=== Source records ===
++++++++

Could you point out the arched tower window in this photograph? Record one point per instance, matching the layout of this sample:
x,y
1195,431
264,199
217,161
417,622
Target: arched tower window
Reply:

++++++++

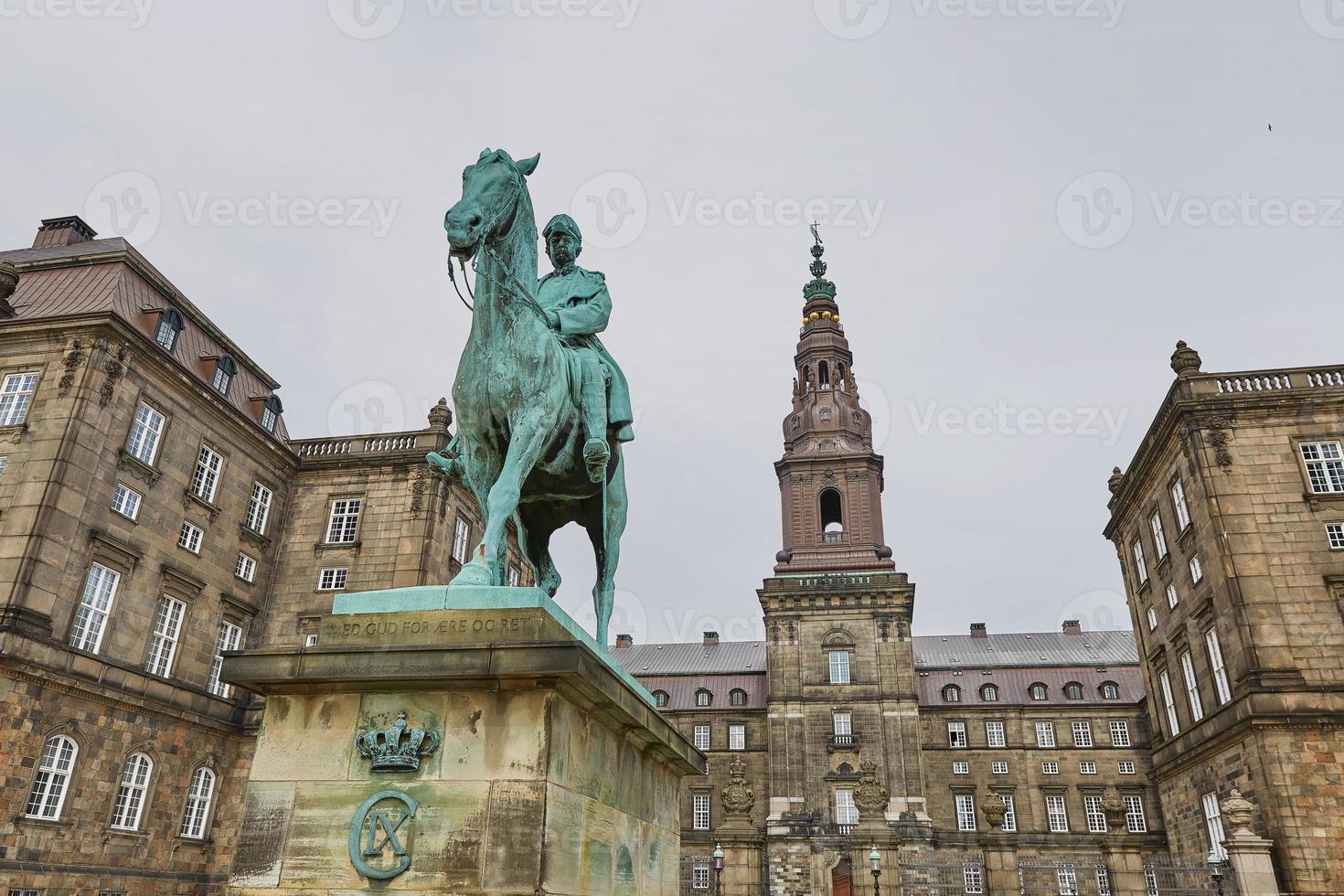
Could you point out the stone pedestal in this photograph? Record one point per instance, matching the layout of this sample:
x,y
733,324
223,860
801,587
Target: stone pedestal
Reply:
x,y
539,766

++++++++

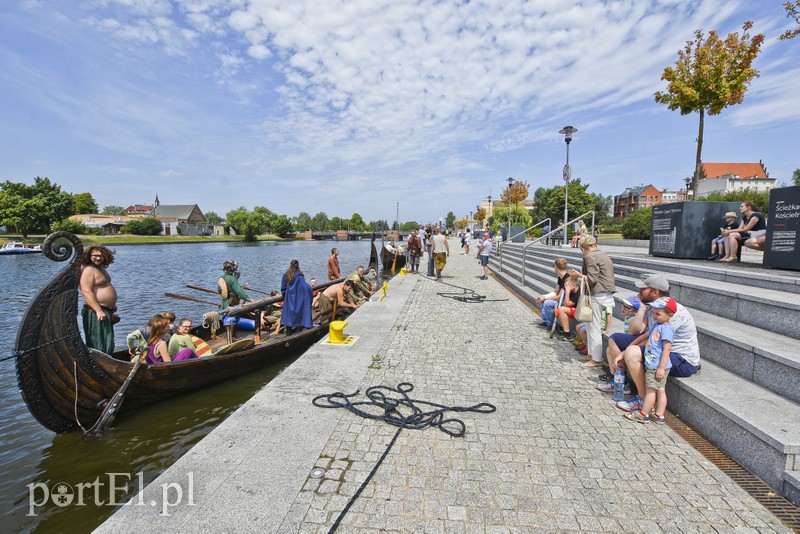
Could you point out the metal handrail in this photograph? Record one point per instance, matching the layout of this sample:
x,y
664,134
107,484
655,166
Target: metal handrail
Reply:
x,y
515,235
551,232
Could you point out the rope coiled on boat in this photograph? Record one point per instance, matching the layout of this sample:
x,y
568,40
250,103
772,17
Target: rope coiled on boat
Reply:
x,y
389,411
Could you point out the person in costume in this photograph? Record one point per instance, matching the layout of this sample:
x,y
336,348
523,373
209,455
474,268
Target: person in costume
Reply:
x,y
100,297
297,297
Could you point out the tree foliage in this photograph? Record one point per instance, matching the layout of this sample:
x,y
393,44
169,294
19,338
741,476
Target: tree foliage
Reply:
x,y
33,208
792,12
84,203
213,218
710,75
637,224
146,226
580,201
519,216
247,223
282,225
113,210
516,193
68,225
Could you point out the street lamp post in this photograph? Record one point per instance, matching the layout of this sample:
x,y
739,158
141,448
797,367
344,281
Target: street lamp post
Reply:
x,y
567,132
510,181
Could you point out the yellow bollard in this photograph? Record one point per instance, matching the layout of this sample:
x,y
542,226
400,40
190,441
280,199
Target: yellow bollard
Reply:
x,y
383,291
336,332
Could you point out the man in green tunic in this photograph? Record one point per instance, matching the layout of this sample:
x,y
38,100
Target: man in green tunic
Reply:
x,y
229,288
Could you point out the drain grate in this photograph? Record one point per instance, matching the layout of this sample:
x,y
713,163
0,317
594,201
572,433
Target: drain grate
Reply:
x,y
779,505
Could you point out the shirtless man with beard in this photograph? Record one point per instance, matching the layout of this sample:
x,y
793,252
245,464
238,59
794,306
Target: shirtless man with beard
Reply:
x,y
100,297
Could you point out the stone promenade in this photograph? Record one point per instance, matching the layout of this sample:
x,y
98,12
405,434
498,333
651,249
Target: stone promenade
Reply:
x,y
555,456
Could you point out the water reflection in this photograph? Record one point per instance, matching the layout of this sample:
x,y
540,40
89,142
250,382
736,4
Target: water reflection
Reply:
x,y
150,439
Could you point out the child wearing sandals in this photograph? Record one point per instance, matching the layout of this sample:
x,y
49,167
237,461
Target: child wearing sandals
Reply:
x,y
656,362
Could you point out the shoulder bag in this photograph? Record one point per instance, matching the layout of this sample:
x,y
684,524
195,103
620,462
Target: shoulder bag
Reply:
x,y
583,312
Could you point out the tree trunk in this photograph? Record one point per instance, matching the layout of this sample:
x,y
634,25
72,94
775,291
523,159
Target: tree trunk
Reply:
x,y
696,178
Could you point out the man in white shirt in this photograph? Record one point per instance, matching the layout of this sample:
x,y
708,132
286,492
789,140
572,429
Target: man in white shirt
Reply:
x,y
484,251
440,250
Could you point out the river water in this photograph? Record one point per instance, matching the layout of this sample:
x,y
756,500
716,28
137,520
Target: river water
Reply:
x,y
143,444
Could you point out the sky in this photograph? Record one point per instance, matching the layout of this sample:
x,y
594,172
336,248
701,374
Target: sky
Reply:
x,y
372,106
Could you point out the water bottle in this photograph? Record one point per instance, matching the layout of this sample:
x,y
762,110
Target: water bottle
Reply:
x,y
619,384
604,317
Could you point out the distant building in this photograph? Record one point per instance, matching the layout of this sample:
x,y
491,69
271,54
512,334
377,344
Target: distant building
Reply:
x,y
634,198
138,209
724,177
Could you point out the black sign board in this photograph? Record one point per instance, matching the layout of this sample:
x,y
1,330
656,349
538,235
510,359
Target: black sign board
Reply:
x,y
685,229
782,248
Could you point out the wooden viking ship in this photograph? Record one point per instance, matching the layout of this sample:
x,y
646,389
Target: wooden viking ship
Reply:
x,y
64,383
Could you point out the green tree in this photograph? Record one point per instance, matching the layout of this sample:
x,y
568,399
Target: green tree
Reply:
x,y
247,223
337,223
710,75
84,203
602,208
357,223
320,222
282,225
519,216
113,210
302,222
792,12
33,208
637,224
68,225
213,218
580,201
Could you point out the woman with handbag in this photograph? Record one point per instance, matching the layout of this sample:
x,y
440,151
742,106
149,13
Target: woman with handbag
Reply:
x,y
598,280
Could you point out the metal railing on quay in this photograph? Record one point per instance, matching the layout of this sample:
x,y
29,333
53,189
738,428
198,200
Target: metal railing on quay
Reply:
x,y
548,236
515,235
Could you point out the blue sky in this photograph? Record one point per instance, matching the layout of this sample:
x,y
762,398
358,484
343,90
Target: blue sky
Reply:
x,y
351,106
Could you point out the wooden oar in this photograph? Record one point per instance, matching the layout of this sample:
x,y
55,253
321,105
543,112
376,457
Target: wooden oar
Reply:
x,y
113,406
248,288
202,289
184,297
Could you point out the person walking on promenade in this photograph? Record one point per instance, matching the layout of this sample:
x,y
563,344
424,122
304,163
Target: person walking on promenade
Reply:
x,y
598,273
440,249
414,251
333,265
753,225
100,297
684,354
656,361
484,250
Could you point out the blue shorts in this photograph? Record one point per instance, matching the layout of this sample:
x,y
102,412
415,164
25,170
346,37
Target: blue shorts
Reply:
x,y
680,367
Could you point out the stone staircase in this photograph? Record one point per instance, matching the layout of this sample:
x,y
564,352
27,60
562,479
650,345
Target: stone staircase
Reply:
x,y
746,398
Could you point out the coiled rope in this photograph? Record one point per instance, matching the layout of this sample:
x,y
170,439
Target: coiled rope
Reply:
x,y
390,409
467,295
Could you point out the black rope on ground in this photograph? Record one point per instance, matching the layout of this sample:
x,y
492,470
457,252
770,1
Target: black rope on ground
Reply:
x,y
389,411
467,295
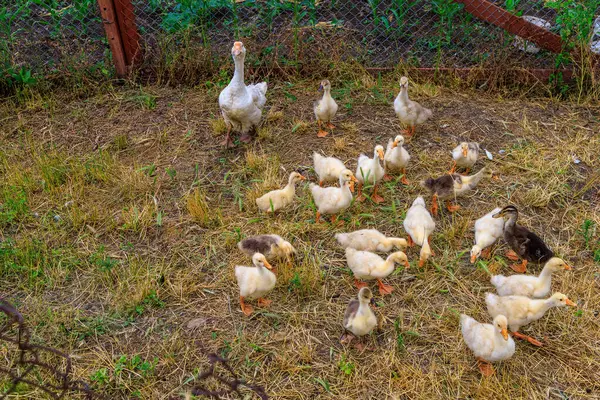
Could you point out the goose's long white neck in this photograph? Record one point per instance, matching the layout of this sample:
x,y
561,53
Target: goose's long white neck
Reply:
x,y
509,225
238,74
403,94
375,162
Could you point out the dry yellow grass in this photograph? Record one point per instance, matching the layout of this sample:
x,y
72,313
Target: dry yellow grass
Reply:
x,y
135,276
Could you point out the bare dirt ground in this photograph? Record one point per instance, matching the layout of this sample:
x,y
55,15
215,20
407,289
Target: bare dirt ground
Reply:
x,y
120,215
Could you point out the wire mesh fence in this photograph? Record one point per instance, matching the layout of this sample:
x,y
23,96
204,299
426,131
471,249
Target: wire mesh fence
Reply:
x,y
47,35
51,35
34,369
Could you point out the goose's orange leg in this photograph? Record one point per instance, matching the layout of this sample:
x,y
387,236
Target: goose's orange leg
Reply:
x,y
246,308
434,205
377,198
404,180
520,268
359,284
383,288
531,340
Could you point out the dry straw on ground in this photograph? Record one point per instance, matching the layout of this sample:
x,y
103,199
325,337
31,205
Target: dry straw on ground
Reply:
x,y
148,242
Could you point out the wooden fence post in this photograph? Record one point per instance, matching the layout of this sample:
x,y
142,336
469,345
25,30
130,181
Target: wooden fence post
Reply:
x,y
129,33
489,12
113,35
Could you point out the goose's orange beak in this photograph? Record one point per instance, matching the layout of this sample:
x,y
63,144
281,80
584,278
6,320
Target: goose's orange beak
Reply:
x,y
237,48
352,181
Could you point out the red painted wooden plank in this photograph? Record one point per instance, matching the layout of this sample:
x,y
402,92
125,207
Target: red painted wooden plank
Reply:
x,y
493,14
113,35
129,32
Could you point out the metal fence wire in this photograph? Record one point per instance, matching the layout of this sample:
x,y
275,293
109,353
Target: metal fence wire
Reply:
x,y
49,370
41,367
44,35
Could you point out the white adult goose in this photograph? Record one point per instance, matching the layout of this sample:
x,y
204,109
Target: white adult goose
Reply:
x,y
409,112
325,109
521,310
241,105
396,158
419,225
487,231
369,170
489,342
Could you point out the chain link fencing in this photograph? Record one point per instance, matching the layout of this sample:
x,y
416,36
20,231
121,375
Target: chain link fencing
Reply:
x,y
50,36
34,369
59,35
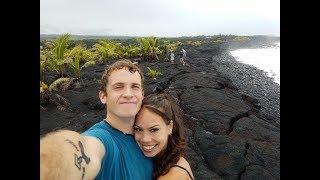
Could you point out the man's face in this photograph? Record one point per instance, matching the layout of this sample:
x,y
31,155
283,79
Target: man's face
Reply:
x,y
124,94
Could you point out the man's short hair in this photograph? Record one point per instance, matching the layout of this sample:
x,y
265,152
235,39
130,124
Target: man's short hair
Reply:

++++++++

=== Written problem ===
Please pull every line from the entries above that contains the string "ground" and copy each one in full. Treat uppercase and lowercase as different.

=== Finished answer ===
Could you point out the black rope on ground in this photograph? Record one point per instance, matching the layout of this sample:
Target: black rope on ground
Could you point out the bare dirt ground in this photograph? Record one point per instance, matching the layout of this sample:
Target: bare dirt ground
Could you point out the dry straw on ground in this photograph? Record one point per instance, matching the layout of this sample:
Target: dry straw on ground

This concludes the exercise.